# [Description of the task]
Copy every line below exactly.

Referring expression pointing data
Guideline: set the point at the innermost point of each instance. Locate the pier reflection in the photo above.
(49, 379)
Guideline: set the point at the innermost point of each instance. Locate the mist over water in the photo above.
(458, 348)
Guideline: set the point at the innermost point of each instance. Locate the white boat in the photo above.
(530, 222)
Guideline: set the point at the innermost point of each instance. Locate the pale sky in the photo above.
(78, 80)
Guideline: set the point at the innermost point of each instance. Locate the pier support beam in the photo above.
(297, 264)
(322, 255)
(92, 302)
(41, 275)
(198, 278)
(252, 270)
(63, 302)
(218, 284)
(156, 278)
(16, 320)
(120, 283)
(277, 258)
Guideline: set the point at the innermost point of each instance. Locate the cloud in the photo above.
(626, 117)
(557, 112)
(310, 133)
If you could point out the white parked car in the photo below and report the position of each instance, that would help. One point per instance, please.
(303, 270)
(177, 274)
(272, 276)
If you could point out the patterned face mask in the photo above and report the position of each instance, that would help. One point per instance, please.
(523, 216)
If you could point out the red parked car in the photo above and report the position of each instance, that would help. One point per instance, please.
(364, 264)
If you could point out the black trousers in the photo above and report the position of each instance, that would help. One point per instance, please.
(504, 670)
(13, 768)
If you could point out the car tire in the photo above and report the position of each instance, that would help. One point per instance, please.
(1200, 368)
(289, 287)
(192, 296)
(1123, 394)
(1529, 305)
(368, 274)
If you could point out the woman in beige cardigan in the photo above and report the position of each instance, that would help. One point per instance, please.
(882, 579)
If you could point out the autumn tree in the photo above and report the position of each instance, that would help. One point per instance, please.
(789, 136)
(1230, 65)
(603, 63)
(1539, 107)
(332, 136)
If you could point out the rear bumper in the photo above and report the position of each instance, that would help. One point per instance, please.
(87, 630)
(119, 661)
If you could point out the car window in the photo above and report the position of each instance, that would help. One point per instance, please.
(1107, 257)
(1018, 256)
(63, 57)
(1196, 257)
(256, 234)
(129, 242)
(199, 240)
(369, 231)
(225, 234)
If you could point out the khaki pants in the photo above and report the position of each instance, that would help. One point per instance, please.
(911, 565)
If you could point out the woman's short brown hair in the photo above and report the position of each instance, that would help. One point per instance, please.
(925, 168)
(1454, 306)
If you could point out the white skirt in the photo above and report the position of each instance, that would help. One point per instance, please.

# [Your response]
Guideline: set the point at the innermost point of each instance. Locate the pier reflection in the photo above.
(49, 379)
Guideline: set the point at the innermost point of each instance. Locate the mist over water in the photo above.
(458, 348)
Guideline: set the point at the innermost point of each instance. Locate the white boat in the photo above.
(530, 222)
Guideline: set the point at the innermost point of each instance. Locate the pale sky in the photo above.
(78, 80)
Guideline: set the point at the innermost point of each instance. Locate the pier support beam in the photo above.
(297, 264)
(322, 255)
(92, 302)
(41, 275)
(198, 278)
(252, 270)
(63, 302)
(218, 284)
(156, 278)
(16, 320)
(120, 283)
(277, 258)
Guideline: set the point at the innermost point of each instance. Locate the cloud in the photo above.
(626, 117)
(557, 112)
(310, 133)
If you could point out the white parked car in the photo below and report the position of each instance, that would help. One point per instance, please.
(303, 270)
(177, 274)
(272, 276)
If you could point out the patterned face mask in the photo above and report the position of each instance, that would help. One point per instance, please.
(523, 216)
If you could point out the red parked car in the photo above and report the position of each instance, that would help. One point per instance, please.
(364, 264)
If you could point out the black trousers in the photo above and report the position of each instance, that would help. One point per instance, please.
(504, 670)
(13, 768)
If you could point out the car tire in the photo above and report the position of each instance, that would help. One point per instance, please.
(1200, 368)
(289, 287)
(192, 296)
(1123, 394)
(1529, 305)
(368, 274)
If you could point out the woman in beige cardigan in the photo above and report the position of each instance, that would help. One point per instance, please.
(882, 579)
If you could point out the autumn tree in the photo above and report the position of each instance, that would help. One point per instance, please.
(789, 136)
(1230, 65)
(603, 63)
(1539, 107)
(332, 136)
If you could point out the rear bumper in the photo above and report the position of each instance, that would help. One point per instance, please.
(87, 630)
(119, 661)
If you could point out the car window in the photo above and report the position of each instance, that would help. One point per instance, please.
(1107, 257)
(1018, 256)
(63, 57)
(1196, 257)
(256, 234)
(129, 242)
(199, 240)
(369, 231)
(225, 234)
If you could point out the khaki pants in the photo above and report the position of each instance, that would help. One point per instance, please.
(911, 565)
If you could point out the woman's short brown hair in the photo above and report the position of each instance, that would help. One point per instance, please.
(925, 168)
(1454, 306)
If you could point out the white skirt in the photo above and report the position of each instance, that would help. One point per instance, please.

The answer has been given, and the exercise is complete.